Take each line of the records below that contains the string "window" and copy it.

▶ Input data:
- - - -

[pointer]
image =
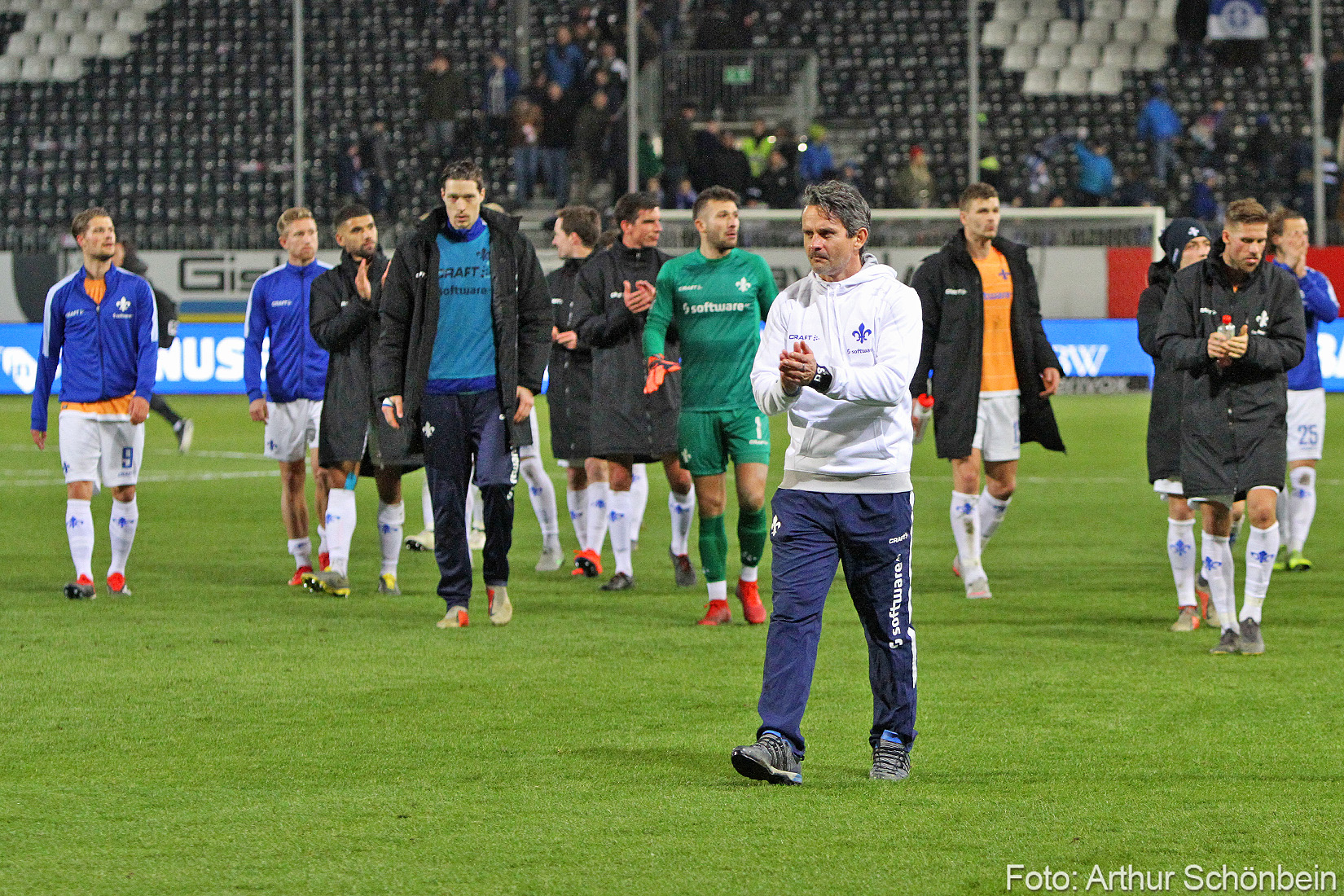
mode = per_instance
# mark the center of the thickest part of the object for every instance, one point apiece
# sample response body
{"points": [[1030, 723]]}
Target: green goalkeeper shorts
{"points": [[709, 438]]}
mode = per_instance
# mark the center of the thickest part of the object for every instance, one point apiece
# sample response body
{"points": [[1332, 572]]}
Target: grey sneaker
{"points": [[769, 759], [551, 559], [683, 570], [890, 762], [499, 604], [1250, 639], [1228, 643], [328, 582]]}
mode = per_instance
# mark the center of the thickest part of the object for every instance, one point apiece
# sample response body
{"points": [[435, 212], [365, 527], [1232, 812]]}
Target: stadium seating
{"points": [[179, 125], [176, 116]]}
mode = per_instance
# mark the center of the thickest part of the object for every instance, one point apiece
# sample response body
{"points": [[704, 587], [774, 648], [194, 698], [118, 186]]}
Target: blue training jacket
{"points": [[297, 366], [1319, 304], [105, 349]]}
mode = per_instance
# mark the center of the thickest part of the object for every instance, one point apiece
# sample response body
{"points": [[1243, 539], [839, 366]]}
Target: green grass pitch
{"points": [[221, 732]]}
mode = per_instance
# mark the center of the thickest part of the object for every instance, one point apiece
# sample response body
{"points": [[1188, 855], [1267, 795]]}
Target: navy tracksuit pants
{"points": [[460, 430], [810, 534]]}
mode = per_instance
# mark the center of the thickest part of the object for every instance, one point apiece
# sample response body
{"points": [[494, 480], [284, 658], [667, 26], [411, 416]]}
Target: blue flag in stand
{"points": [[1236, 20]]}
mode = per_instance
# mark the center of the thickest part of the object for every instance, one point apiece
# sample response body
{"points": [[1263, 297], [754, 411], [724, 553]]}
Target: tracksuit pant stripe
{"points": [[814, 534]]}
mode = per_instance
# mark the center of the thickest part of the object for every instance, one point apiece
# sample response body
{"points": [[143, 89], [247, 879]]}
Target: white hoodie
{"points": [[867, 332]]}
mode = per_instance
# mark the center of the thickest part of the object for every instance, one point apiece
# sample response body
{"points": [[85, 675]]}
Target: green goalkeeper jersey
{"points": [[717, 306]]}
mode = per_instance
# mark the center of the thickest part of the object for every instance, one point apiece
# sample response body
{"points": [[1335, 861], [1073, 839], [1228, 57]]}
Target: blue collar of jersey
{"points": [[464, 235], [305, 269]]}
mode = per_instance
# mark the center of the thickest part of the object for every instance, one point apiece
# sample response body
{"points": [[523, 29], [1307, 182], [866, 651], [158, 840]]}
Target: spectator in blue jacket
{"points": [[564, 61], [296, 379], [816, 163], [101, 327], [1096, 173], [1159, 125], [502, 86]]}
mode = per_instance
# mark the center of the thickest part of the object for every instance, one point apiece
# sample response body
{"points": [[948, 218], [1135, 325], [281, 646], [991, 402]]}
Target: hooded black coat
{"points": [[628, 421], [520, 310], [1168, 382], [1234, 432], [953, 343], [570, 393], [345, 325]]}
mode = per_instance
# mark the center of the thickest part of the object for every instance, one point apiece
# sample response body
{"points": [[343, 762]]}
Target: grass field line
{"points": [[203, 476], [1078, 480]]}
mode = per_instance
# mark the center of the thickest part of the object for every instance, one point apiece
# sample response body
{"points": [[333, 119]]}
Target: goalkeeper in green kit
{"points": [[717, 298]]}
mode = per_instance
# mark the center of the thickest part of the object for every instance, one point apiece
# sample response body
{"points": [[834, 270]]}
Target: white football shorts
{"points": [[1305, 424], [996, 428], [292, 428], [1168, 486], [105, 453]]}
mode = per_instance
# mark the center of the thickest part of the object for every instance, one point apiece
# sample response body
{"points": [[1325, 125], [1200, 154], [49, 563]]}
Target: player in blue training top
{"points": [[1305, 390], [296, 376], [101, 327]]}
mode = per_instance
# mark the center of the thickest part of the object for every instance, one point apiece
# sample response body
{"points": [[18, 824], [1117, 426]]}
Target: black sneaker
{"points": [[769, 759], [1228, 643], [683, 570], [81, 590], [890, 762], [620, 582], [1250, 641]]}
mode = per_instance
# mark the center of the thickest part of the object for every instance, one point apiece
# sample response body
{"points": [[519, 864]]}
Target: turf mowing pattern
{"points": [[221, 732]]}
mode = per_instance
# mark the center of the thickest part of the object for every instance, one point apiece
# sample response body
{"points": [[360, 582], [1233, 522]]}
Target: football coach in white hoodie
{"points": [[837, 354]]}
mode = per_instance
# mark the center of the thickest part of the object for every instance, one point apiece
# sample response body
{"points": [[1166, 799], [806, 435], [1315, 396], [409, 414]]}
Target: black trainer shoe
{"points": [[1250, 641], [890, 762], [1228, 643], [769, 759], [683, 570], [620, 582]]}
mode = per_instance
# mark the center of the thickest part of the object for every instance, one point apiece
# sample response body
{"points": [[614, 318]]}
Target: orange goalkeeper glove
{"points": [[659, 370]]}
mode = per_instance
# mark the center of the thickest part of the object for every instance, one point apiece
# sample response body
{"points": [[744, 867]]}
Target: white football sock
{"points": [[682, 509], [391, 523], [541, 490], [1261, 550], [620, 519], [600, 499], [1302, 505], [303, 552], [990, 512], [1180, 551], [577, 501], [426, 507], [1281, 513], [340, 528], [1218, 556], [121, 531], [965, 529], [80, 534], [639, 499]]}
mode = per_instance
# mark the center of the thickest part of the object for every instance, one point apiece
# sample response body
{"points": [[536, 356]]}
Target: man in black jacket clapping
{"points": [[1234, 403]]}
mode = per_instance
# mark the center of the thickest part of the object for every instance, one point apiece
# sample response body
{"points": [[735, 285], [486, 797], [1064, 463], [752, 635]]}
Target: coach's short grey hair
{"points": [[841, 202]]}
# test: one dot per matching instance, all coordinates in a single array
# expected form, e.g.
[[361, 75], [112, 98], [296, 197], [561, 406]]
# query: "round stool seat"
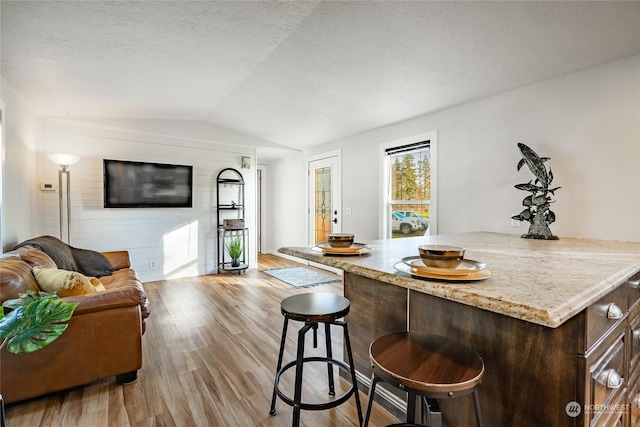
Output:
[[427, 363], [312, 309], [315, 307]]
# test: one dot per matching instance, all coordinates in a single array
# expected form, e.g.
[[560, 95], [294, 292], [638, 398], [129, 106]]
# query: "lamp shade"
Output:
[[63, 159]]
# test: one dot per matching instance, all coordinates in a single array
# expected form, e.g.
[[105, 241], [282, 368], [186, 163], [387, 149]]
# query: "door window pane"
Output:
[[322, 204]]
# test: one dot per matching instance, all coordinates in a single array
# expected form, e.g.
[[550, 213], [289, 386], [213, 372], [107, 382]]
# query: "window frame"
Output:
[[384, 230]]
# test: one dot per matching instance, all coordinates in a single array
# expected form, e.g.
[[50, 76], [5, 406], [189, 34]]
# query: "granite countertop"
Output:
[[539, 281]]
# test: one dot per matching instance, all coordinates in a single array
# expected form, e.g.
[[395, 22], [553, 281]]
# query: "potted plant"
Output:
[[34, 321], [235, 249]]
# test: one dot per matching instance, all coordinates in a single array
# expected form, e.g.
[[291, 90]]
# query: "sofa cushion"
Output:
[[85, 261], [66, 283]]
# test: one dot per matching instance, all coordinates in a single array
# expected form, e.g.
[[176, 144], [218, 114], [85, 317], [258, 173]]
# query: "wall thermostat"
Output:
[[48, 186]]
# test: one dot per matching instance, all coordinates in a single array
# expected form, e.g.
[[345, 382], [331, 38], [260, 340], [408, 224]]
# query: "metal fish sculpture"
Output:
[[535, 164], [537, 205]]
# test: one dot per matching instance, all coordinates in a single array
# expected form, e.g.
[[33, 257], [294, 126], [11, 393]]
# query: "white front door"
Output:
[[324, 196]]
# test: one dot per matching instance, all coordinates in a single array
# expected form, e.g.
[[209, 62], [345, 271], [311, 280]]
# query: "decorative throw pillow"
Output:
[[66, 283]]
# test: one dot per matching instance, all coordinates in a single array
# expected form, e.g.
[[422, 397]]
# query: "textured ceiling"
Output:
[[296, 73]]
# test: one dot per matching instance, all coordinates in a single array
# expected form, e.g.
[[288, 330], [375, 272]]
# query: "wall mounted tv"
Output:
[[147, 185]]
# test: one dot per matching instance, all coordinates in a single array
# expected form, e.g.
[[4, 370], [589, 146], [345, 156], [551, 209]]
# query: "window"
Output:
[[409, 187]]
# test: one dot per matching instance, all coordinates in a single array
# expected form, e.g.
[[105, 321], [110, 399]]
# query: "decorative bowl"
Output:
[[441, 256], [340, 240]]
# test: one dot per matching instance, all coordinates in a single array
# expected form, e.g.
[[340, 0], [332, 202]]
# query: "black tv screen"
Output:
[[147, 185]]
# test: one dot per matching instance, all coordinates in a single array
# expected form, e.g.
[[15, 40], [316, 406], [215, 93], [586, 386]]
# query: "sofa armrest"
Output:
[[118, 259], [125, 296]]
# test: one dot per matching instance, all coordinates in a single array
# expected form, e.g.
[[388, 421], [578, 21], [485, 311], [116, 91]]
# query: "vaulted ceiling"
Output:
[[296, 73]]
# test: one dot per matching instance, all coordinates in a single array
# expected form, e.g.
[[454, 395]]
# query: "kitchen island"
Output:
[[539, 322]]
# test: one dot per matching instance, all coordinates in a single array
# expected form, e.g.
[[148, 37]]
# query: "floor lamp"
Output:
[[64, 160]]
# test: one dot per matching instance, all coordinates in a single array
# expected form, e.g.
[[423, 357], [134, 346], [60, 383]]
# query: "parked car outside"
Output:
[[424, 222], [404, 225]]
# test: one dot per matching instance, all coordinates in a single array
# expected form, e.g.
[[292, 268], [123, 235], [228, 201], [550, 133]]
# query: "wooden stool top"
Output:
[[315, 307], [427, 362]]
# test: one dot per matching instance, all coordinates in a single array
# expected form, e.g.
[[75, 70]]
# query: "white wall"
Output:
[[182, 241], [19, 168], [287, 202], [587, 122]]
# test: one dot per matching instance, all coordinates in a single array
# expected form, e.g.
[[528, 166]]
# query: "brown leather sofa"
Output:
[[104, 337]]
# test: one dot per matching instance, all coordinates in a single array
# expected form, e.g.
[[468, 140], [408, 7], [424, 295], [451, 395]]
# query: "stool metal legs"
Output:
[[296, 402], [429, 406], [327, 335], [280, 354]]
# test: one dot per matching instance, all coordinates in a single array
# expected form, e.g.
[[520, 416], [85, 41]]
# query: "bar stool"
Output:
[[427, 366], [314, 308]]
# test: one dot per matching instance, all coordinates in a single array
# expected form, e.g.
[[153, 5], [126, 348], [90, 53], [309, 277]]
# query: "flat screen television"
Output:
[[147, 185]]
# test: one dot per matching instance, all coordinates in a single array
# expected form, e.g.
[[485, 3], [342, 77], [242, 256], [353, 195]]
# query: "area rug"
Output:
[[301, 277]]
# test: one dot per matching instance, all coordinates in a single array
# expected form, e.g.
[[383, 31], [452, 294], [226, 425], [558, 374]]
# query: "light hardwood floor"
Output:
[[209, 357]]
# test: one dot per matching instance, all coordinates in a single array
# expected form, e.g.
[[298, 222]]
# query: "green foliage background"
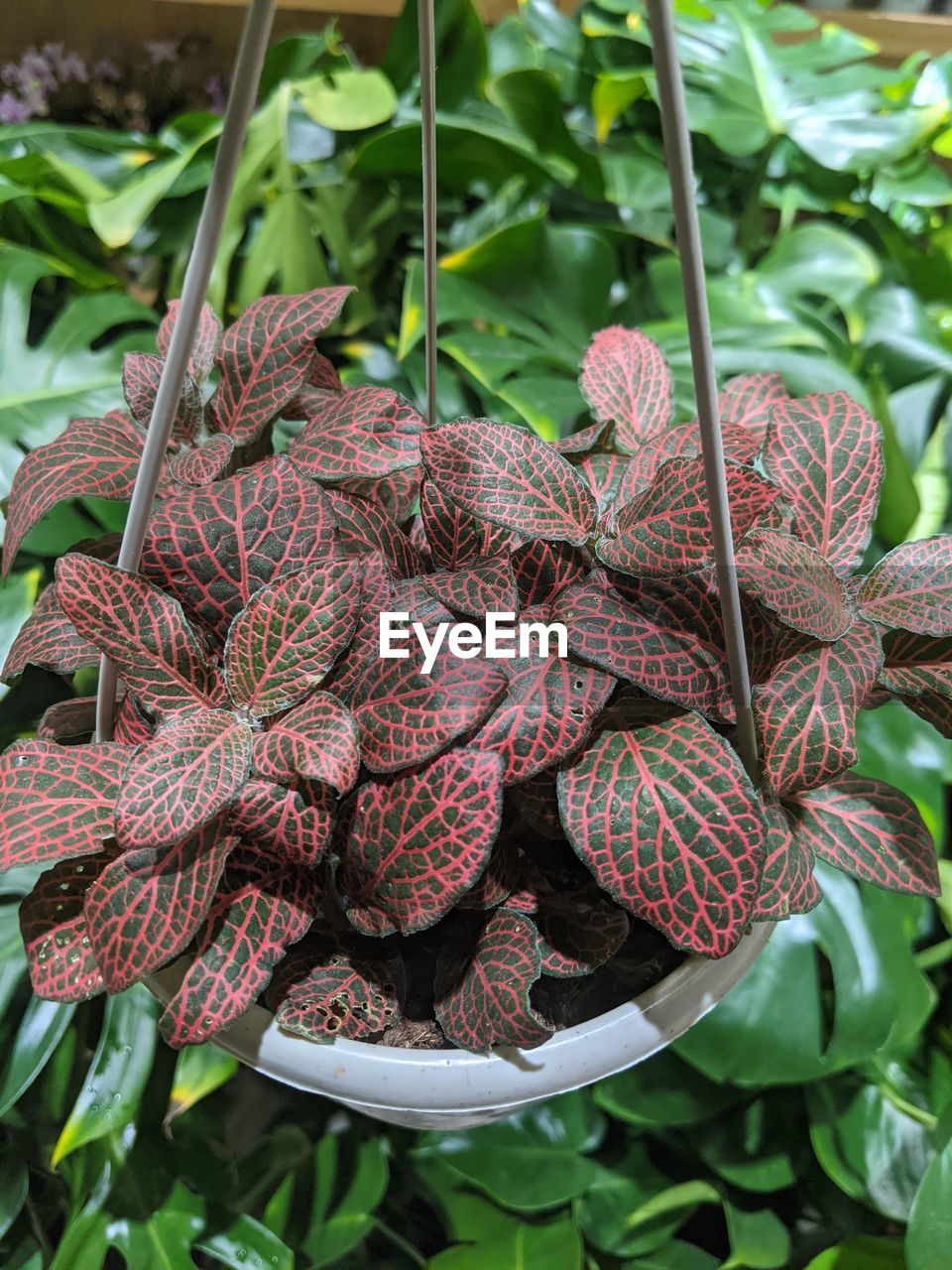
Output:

- - - -

▶ Reply to the exercise:
# query: "door window pane"
# query: "window frame"
# query: "window"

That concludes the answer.